(Stored data entries)
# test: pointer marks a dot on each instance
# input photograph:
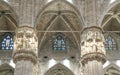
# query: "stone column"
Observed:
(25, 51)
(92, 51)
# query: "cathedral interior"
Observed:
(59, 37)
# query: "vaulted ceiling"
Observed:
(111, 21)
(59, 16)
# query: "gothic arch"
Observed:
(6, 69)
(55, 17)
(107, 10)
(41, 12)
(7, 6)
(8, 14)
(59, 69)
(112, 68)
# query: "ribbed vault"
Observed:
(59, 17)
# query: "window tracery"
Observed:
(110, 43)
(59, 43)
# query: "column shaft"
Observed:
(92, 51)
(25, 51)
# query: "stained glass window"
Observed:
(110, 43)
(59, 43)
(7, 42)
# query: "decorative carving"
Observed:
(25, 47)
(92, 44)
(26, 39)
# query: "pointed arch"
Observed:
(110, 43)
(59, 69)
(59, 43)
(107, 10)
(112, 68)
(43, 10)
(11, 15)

...

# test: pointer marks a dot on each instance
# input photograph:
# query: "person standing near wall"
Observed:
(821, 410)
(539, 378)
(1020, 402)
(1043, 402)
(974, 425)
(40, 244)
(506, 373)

--

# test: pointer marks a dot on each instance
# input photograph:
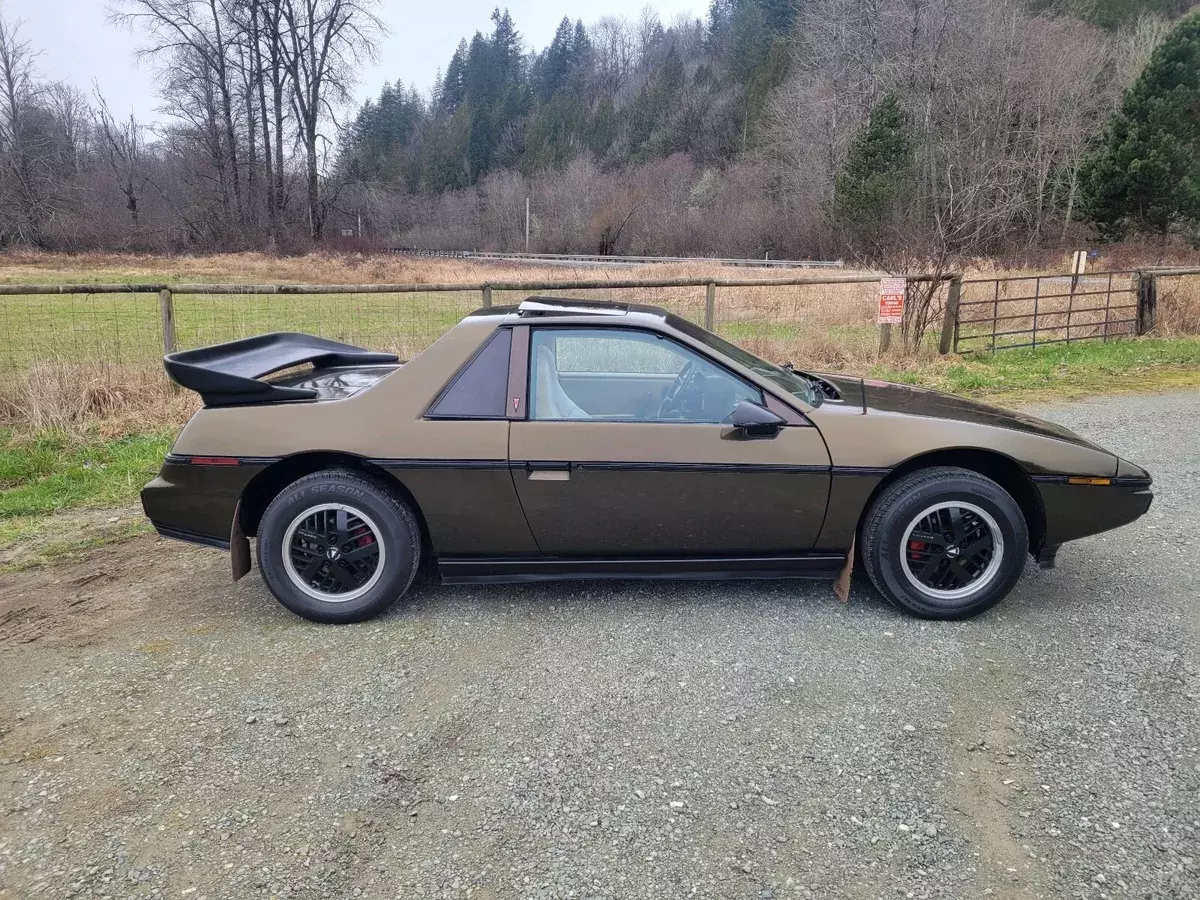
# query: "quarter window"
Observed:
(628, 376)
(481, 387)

About this task:
Among the lines in the data above, find those containing "query" and give only how many there are.

Task solution:
12